Show every line below that contains the word "negative", copying each one in full.

BEGIN GIVEN RECORDS

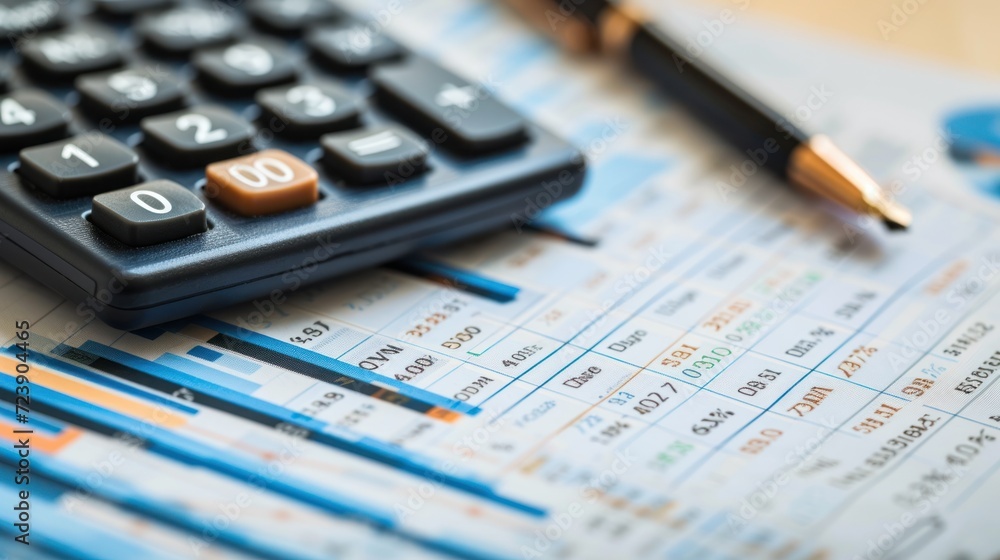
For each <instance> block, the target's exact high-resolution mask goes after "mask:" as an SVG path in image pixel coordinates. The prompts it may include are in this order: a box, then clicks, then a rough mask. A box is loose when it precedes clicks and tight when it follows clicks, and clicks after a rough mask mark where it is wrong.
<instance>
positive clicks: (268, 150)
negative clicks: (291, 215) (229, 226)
mask: <svg viewBox="0 0 1000 560" xmlns="http://www.w3.org/2000/svg"><path fill="white" fill-rule="evenodd" d="M205 176H206V179H207V183H206V184H205V193H206V194H207V195H208V197H209V198H211V199H213V200H215V201H216V202H218V203H220V204H222V205H223V206H225V207H226V208H229V209H230V210H232V211H233V212H236V213H237V214H240V215H243V216H263V215H266V214H276V213H278V212H284V211H286V210H292V209H293V208H301V207H303V206H309V205H310V204H314V203H315V202H316V201H317V200H319V176H318V175H317V174H316V170H315V169H313V168H312V167H310V166H309V164H307V163H306V162H304V161H302V160H300V159H299V158H297V157H295V156H293V155H291V154H289V153H287V152H283V151H281V150H264V151H263V152H258V153H256V154H251V155H249V156H243V157H238V158H234V159H227V160H225V161H220V162H216V163H213V164H211V165H209V166H208V167H207V168H206V169H205Z"/></svg>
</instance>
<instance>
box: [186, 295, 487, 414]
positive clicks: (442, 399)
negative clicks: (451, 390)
mask: <svg viewBox="0 0 1000 560" xmlns="http://www.w3.org/2000/svg"><path fill="white" fill-rule="evenodd" d="M191 321H192V322H193V323H195V324H197V325H199V326H202V327H205V328H207V329H211V330H214V331H215V332H218V333H221V334H225V335H228V336H231V337H233V338H238V339H240V340H245V341H247V342H251V343H253V344H257V345H259V346H263V347H265V348H268V349H270V350H273V351H275V352H280V353H283V354H285V355H287V356H292V357H294V358H297V359H299V360H304V361H307V362H311V363H313V364H316V365H318V366H320V367H323V368H326V369H328V370H330V371H332V372H335V373H339V374H341V375H346V376H348V377H350V378H352V379H357V380H359V381H364V382H366V383H376V382H377V383H379V384H380V385H383V386H387V387H391V388H392V389H393V390H395V391H396V392H398V393H399V394H401V395H406V396H407V397H410V398H412V399H414V400H418V401H422V402H425V403H429V404H432V405H435V406H439V407H441V408H447V409H449V410H455V411H458V412H462V413H465V414H468V415H470V416H475V415H476V414H479V408H478V407H475V406H471V405H469V404H468V403H464V402H462V401H459V400H454V399H449V398H447V397H442V396H441V395H438V394H436V393H432V392H430V391H426V390H424V389H420V388H418V387H414V386H412V385H408V384H406V383H404V382H402V381H399V380H397V379H394V378H392V377H386V376H384V375H379V374H377V373H372V372H370V371H368V370H366V369H363V368H360V367H358V366H355V365H352V364H349V363H347V362H342V361H340V360H338V359H336V358H330V357H328V356H324V355H323V354H320V353H318V352H313V351H312V350H308V349H306V348H301V347H299V346H295V345H294V344H288V343H286V342H283V341H281V340H277V339H275V338H271V337H269V336H265V335H262V334H258V333H255V332H251V331H248V330H246V329H243V328H240V327H237V326H234V325H230V324H229V323H226V322H223V321H219V320H218V319H213V318H211V317H206V316H204V315H197V316H194V317H191Z"/></svg>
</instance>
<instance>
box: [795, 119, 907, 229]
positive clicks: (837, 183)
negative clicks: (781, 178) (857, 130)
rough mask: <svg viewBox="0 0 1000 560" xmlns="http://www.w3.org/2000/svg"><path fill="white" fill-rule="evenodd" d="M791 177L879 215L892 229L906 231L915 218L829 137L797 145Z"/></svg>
mask: <svg viewBox="0 0 1000 560" xmlns="http://www.w3.org/2000/svg"><path fill="white" fill-rule="evenodd" d="M788 177H789V179H791V180H792V182H793V183H794V184H796V185H798V186H799V187H801V188H804V189H805V190H807V191H810V192H812V193H814V194H817V195H819V196H821V197H824V198H827V199H830V200H833V201H834V202H838V203H840V204H841V205H843V206H844V207H846V208H850V209H852V210H854V211H856V212H859V213H862V214H868V215H870V216H873V217H877V218H878V219H880V220H882V222H883V223H884V224H885V225H886V227H887V228H888V229H889V230H890V231H905V230H906V229H907V228H909V227H910V223H911V222H912V221H913V215H912V214H910V211H909V210H907V209H906V208H905V207H904V206H903V205H902V204H900V203H899V202H896V201H895V200H893V198H892V197H891V196H889V195H888V193H886V192H885V191H884V190H883V189H882V187H880V186H879V184H878V183H876V182H875V179H872V177H871V176H870V175H868V173H866V172H865V170H864V169H862V168H861V166H859V165H858V164H857V163H855V162H854V160H852V159H851V158H850V157H848V156H847V154H845V153H844V152H842V151H840V149H839V148H837V147H836V146H835V145H834V144H833V142H831V141H830V139H829V138H827V137H825V136H822V135H816V136H813V137H811V138H810V139H809V140H808V141H806V142H804V143H802V144H800V145H799V146H797V147H796V148H795V150H794V151H793V152H792V157H791V159H790V161H789V164H788Z"/></svg>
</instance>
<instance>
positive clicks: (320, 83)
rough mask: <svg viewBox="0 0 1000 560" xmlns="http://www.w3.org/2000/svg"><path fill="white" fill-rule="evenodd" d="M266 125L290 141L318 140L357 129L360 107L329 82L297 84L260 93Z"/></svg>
mask: <svg viewBox="0 0 1000 560" xmlns="http://www.w3.org/2000/svg"><path fill="white" fill-rule="evenodd" d="M256 100H257V104H258V105H260V107H261V109H262V110H263V112H264V114H265V118H264V119H263V120H264V122H266V123H269V125H271V126H272V128H275V129H280V130H278V132H279V133H280V134H283V135H285V136H287V137H289V138H296V139H317V138H319V137H320V136H322V135H323V134H326V133H327V132H335V131H338V130H345V129H348V128H355V127H357V126H358V124H359V122H360V117H361V112H360V107H359V105H358V103H357V101H355V99H354V97H353V96H352V95H351V94H350V93H348V92H347V91H346V90H344V89H343V88H341V87H339V86H336V85H334V84H331V83H326V82H315V83H311V84H295V85H289V86H281V87H276V88H271V89H266V90H263V91H260V92H258V93H257V98H256Z"/></svg>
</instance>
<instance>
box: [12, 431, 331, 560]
mask: <svg viewBox="0 0 1000 560" xmlns="http://www.w3.org/2000/svg"><path fill="white" fill-rule="evenodd" d="M32 421H34V419H32ZM12 453H13V450H10V451H0V461H16V460H17V457H14V456H13V455H12ZM31 466H32V471H33V472H34V473H35V474H36V475H38V477H37V478H35V477H33V478H32V481H31V484H32V486H31V495H32V496H35V495H36V493H37V494H38V496H39V497H41V496H43V493H44V495H46V496H53V497H56V498H58V497H59V496H61V495H64V494H72V491H73V490H74V489H75V488H76V487H77V485H78V484H79V481H80V480H83V479H84V478H85V476H84V475H85V474H86V473H82V472H81V471H80V469H78V468H76V467H72V466H70V465H68V464H66V463H65V462H64V461H62V460H61V459H59V458H58V457H56V456H53V455H45V454H42V455H40V456H38V457H34V458H33V459H32V463H31ZM60 487H62V488H63V490H62V491H61V490H60ZM88 492H90V494H92V495H93V496H95V497H96V499H97V500H100V501H104V502H107V503H111V504H113V505H116V506H119V507H121V508H122V509H124V510H127V511H129V512H131V513H133V514H136V515H140V516H145V517H148V518H150V519H153V520H156V521H158V522H161V523H163V524H165V525H169V526H171V527H174V528H177V529H180V530H182V531H185V532H188V533H190V534H192V536H194V537H196V538H199V537H200V536H201V533H202V531H204V530H205V529H209V528H211V529H213V532H216V534H217V535H218V536H217V537H216V539H217V540H218V541H219V542H220V543H222V544H224V545H230V546H233V547H234V548H237V549H240V550H243V551H246V552H249V553H251V554H253V555H254V556H269V557H280V558H286V557H289V551H288V550H287V549H286V548H276V547H275V544H276V543H275V542H273V541H277V545H278V546H279V547H280V546H281V545H283V544H284V542H283V541H282V539H281V538H280V537H279V538H277V539H271V542H268V541H263V542H262V541H261V539H259V538H256V537H257V535H256V534H249V535H247V534H241V533H238V532H233V531H232V530H231V529H230V527H231V526H232V525H231V524H228V525H227V526H226V527H224V528H223V530H219V529H218V528H217V527H214V526H213V525H212V524H211V523H212V518H211V515H212V514H208V515H209V518H208V519H202V518H199V517H198V516H196V515H193V514H192V513H190V512H189V511H188V510H186V509H184V508H183V507H181V506H178V505H177V504H174V503H171V502H164V501H157V500H155V499H150V498H148V497H146V496H144V495H142V494H140V493H139V492H138V491H137V489H135V488H133V487H130V486H128V485H127V484H125V483H123V482H122V481H120V480H117V479H114V478H106V479H105V480H103V481H102V483H101V484H99V485H97V486H96V487H93V488H88ZM52 501H54V500H52ZM32 507H34V504H32ZM49 514H50V512H46V514H45V515H41V514H40V515H39V518H41V519H45V520H46V522H45V523H43V524H42V525H43V526H46V527H47V526H54V527H58V528H59V531H58V532H59V534H60V535H64V534H65V533H67V532H69V531H67V528H70V527H72V528H77V527H82V526H81V524H80V523H79V521H78V520H77V519H75V518H73V517H72V516H70V515H66V514H62V513H60V515H63V516H64V517H65V518H66V521H65V522H62V523H60V522H59V521H58V520H57V521H56V523H57V524H53V523H51V522H50V521H49V519H50V518H49ZM87 531H88V535H89V536H96V537H98V538H99V542H98V543H94V544H87V546H86V547H81V548H84V549H86V550H113V551H114V553H113V555H112V556H107V558H112V557H114V558H143V559H145V558H159V556H151V554H152V553H151V552H148V551H145V550H143V551H136V552H135V553H133V554H124V553H123V551H125V550H128V549H129V545H133V546H136V545H137V544H138V543H136V542H135V541H131V540H129V541H123V543H122V545H121V548H119V547H118V546H119V545H118V544H117V543H116V544H110V543H109V542H108V541H109V537H107V536H104V537H101V535H100V533H96V532H94V531H93V529H87ZM88 535H75V536H74V538H71V539H67V540H68V542H69V543H71V544H72V545H75V546H80V545H82V544H83V543H89V541H88V540H87V536H88ZM115 536H116V537H117V536H118V535H117V534H115ZM48 537H49V536H48V535H46V537H45V538H46V540H47V539H48ZM110 540H113V539H110ZM140 542H141V541H140ZM74 552H75V554H69V555H66V556H65V557H67V558H69V557H72V558H78V557H79V556H77V554H79V552H77V551H74ZM299 557H302V556H299ZM164 558H170V557H164ZM309 558H322V556H321V555H316V556H309Z"/></svg>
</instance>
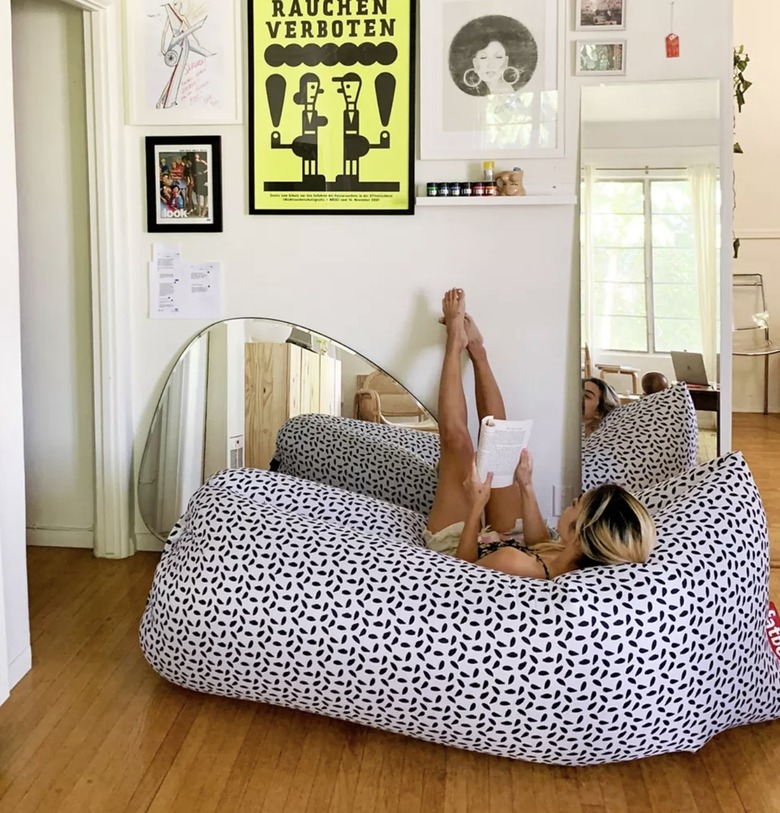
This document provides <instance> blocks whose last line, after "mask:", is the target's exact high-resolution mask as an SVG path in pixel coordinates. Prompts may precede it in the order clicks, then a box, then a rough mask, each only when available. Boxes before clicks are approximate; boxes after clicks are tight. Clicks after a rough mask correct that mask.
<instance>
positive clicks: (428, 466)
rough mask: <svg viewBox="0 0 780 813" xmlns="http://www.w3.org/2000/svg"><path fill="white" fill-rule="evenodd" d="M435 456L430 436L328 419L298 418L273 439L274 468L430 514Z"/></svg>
mask: <svg viewBox="0 0 780 813" xmlns="http://www.w3.org/2000/svg"><path fill="white" fill-rule="evenodd" d="M440 456H441V442H440V439H439V435H438V434H437V433H436V432H421V431H419V430H417V429H406V428H404V427H396V426H387V425H386V424H379V423H369V422H367V421H358V420H353V419H352V418H339V417H334V416H332V415H316V414H311V415H298V416H296V417H295V418H290V420H288V421H287V422H286V423H284V424H283V426H282V427H281V429H280V430H279V433H278V435H277V438H276V453H275V460H276V466H277V468H276V470H277V471H280V472H282V473H284V474H293V475H295V476H296V477H303V478H304V479H306V480H314V481H315V482H317V483H325V484H327V485H331V486H337V487H338V488H343V489H346V490H347V491H354V492H356V493H358V494H366V495H367V496H369V497H378V498H379V499H381V500H386V501H387V502H390V503H393V505H400V506H403V507H404V508H409V509H411V510H412V511H418V512H419V513H421V514H425V515H426V516H427V515H428V514H429V513H430V511H431V506H432V505H433V497H434V495H435V493H436V485H437V480H438V475H437V471H436V466H437V465H438V463H439V457H440Z"/></svg>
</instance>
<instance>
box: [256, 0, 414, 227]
mask: <svg viewBox="0 0 780 813" xmlns="http://www.w3.org/2000/svg"><path fill="white" fill-rule="evenodd" d="M248 2H249V15H248V17H249V176H250V189H249V212H250V214H412V213H413V211H414V163H413V162H414V150H413V143H414V140H413V139H414V115H413V104H414V92H413V88H414V35H415V18H414V0H339V2H335V0H309V1H308V2H306V3H302V2H300V0H248Z"/></svg>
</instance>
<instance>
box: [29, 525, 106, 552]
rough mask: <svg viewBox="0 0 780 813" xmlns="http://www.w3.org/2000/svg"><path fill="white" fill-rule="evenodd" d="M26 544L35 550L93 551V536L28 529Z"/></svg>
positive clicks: (85, 531)
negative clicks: (70, 548)
mask: <svg viewBox="0 0 780 813" xmlns="http://www.w3.org/2000/svg"><path fill="white" fill-rule="evenodd" d="M27 544H28V545H29V546H30V547H37V548H87V549H89V550H93V548H94V547H95V535H94V533H93V532H92V531H76V530H74V531H68V530H64V529H63V530H47V529H45V528H28V529H27Z"/></svg>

END GIVEN RECORDS

YOUR SOLUTION:
negative clicks: (291, 215) (229, 226)
negative clicks: (451, 390)
negative clicks: (781, 178) (857, 130)
negative clicks: (70, 548)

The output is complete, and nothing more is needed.